— start SUPPLIED RECORDS —

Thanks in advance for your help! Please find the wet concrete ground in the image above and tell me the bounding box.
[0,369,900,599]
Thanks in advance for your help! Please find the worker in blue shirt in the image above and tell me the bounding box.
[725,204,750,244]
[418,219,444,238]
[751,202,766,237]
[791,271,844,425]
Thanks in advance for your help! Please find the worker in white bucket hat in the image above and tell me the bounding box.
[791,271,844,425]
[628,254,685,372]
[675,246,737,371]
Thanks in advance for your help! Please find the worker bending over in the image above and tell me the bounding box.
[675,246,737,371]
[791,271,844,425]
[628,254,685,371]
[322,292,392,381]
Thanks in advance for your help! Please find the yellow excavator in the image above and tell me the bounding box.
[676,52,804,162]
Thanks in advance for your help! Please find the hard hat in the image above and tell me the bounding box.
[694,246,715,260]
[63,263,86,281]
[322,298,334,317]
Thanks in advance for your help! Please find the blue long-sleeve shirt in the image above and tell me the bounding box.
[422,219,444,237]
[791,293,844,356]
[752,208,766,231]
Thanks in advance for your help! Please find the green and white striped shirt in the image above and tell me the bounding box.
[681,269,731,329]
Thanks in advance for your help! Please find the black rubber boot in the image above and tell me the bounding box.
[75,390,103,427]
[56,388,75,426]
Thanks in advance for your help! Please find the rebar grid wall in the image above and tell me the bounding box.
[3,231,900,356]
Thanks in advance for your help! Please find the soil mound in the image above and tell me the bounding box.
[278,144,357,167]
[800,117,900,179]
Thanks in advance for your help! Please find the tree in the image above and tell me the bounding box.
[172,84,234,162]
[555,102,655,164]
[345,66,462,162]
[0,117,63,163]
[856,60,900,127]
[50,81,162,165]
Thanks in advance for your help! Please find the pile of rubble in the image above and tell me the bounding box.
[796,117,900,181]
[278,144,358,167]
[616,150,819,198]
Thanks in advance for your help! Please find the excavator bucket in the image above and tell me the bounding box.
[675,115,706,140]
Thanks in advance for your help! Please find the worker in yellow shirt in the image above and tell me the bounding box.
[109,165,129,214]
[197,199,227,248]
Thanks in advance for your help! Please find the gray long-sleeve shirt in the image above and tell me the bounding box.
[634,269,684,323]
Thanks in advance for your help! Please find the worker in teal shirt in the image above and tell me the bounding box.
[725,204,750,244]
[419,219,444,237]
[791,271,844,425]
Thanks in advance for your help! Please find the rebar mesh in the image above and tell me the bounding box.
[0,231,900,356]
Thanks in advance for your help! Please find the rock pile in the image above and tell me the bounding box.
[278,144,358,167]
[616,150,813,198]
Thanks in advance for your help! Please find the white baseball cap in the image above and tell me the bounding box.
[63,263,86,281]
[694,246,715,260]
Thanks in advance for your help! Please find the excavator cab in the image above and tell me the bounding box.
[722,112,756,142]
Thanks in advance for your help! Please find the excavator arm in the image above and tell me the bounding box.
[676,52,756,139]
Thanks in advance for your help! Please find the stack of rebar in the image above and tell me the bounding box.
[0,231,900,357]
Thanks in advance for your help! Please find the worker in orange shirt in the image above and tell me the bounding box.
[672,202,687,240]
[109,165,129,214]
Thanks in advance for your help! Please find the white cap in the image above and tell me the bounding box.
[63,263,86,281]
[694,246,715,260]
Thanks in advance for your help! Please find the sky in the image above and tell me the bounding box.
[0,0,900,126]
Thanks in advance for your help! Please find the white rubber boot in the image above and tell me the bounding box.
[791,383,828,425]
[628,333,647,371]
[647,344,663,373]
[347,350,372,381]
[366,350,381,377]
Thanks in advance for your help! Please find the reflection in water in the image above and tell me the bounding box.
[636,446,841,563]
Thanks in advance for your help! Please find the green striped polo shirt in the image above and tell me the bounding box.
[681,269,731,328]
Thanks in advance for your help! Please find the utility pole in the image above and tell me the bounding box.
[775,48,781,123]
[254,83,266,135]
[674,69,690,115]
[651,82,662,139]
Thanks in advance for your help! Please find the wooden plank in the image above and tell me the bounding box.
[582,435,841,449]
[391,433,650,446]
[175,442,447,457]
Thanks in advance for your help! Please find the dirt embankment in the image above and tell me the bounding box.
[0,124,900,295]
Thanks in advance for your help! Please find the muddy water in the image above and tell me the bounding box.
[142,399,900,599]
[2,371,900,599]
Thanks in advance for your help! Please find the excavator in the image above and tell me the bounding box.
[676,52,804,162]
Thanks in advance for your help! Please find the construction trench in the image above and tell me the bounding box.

— end SUPPLIED RECORDS —
— start SUPPLIED RECORDS —

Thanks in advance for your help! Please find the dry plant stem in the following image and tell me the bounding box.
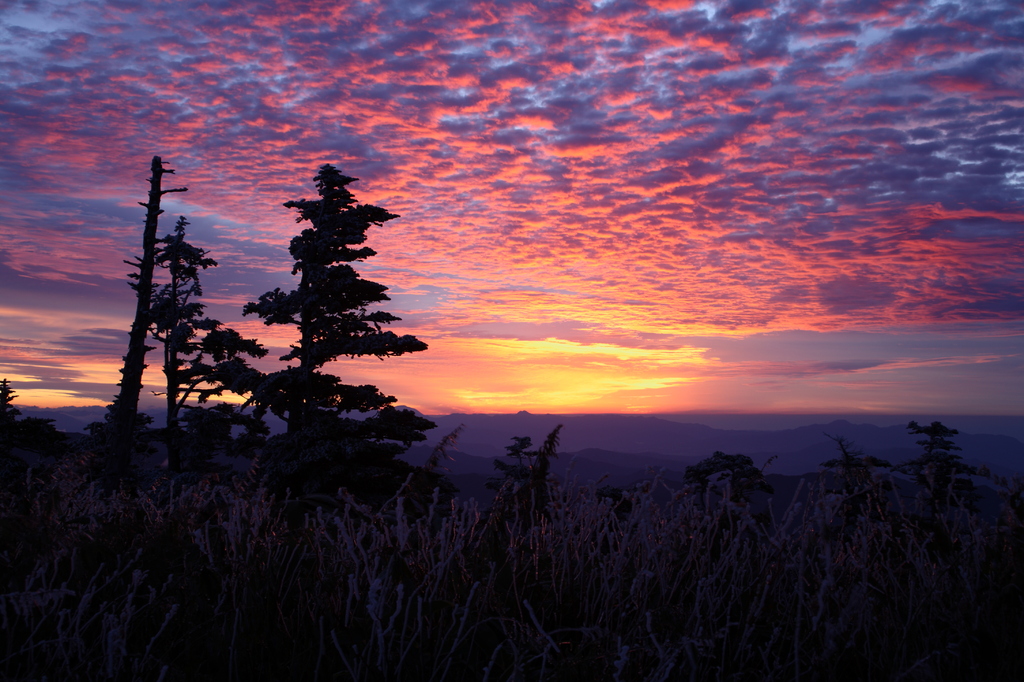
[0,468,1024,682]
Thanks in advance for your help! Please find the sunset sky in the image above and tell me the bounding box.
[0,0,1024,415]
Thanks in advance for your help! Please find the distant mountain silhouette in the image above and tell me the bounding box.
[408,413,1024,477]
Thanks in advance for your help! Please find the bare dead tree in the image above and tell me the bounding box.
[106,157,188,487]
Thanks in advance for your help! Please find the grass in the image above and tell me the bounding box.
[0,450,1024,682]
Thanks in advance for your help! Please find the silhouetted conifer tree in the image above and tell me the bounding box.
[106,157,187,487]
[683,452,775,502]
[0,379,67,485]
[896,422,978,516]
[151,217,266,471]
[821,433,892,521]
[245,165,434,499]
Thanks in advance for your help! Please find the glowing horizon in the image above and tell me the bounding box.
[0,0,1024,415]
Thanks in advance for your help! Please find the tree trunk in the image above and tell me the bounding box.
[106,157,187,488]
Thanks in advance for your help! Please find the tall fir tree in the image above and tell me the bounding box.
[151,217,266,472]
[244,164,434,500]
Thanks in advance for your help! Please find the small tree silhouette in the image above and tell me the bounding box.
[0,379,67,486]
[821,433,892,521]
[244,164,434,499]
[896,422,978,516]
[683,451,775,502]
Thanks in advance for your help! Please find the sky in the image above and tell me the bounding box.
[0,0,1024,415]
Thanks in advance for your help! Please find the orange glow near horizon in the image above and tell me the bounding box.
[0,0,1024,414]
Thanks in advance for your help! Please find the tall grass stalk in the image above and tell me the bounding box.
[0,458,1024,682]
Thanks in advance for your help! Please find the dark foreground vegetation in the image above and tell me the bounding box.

— end SUPPLIED RECORDS —

List each line in the items above that contains the word "worker", and copy every such line in full.

TASK RESULT —
Thanks in advance for your help! Please find the worker in blue shirt in the image above and tell me the bounding box.
Thanks in advance for your help! Please find the worker in white bucket hat in the image above and tell me the bounding box.
Thanks in advance for your help! Please find the worker bending over in the image above and tell me the bounding box.
Thanks in advance for your help! Please find the worker in yellow shirt in the image above and tell me the bounding box.
Thanks in advance for your help! Please find the worker in teal shirt in the image above and tell me the bounding box.
Thanks in advance for your help! Please find the worker in orange shirt in the image above and tell me the bounding box.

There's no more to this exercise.